Tuesday, December 4, 2018

Tomorrow Building Hope Groundbreaking Event










Tomorrow at 2pm, Children's Hospital is holding a Groundbreaking Celebration with Dr. Jeff Sperring, Seattle Children’s chief executive officer.

Building Care, Forest B, "Building Care," Phase 2 of the expansion, is planned to open in Spring of 2021.

The 310,000 square-foot addition will add an eight-story building and will includes diagnostic and treatment facilities, primarily out-patient cancer and others) labs, new state-of-the-art operating rooms, 20 inpatient beds, and a lobby. There will be two floors of underground parking and sterile processing. This will bring SCH bed total to 409, up from 200 before its expansion 2012 plan.

The helicopter landing pad has already moved temporarily to the roof of Forest A (176’), now known as Friends of Costco Building, Phase 1 of the expansion. The landing pad will be active for the next four years, until Building Care is completed Noise is expected to be louder than the former ground-based helipad. When Forest B is complete, the helistop will moves to its permanent location on top of the Friends of Costco Building (same height).

■ **Available data**:
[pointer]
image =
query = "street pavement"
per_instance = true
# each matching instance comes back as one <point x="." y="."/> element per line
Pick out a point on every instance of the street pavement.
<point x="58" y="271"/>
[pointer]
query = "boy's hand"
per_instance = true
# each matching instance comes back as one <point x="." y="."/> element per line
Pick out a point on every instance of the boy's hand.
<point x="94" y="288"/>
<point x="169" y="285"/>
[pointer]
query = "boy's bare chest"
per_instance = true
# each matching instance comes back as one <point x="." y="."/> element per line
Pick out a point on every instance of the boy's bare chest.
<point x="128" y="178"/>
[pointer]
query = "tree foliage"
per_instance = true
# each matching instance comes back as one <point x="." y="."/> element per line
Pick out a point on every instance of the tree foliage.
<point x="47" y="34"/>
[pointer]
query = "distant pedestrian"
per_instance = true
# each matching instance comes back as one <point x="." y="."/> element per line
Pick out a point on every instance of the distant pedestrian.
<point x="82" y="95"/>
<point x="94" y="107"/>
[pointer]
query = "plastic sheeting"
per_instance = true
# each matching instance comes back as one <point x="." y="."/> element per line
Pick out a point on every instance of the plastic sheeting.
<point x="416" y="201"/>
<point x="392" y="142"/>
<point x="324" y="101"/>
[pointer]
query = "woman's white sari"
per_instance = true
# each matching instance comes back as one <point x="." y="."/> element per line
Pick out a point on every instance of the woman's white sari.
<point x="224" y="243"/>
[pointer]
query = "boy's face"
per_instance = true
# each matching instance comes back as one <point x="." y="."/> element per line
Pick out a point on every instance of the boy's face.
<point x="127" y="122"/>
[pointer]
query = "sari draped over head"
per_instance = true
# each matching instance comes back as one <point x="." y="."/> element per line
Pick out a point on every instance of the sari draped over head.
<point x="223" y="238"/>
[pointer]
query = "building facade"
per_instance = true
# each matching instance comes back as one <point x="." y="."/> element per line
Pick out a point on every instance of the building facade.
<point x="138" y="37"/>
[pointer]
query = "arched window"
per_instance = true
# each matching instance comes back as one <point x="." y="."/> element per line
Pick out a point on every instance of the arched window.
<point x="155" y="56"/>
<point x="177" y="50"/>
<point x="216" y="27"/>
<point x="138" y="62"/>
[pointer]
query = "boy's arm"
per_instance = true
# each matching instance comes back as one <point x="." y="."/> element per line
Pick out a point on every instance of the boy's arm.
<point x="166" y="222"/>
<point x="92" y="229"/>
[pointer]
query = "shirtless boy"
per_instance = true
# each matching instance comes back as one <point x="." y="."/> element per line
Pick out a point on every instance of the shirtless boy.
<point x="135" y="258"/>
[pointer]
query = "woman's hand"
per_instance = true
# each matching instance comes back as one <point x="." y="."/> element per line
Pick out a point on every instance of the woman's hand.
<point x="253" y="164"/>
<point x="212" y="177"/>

■ **Exercises**:
**a)** List every name the hospital groundbreaking post uses for a building of the expansion.
**b)** Continue the hospital groundbreaking post from its final sentence.
The rows play no part in this work.

■ **Expected results**:
**a)**
- Forest A
- Friends of Costco Building
- Forest B
- Building Care

**b)**
Todd Johnson, Children's Hospital Vice President, Facilities and Supply Chain, told the Laurelhurst Blog Staff, last year:

Forest B will be approximately 300,000 square feet (about the size of Forest A) and eight stories tall, within approved Major Institution Master Plan guidelines. During construction, we may add a temporary construction driveway on Sand Point Way.  Construction will generally be five days a week and there will be activity after hours. 
Forest B will be a diagnostic and therapeutic building designed to support the sickest children in our region and will also be home to 20 new cancer care beds (only new beds in the project) on the top floor under an approved certificate of need to the State of Washington (a formal process to gain approval for additional beds).  
The new building will also have a new outpatient clinic space for cancer and cardiac care; a new infusion center; new large, state-of-the-art operating rooms and support spaces; a clinical laboratory and inpatient pharmacy and a work space for physicians and others caring for patients in the building.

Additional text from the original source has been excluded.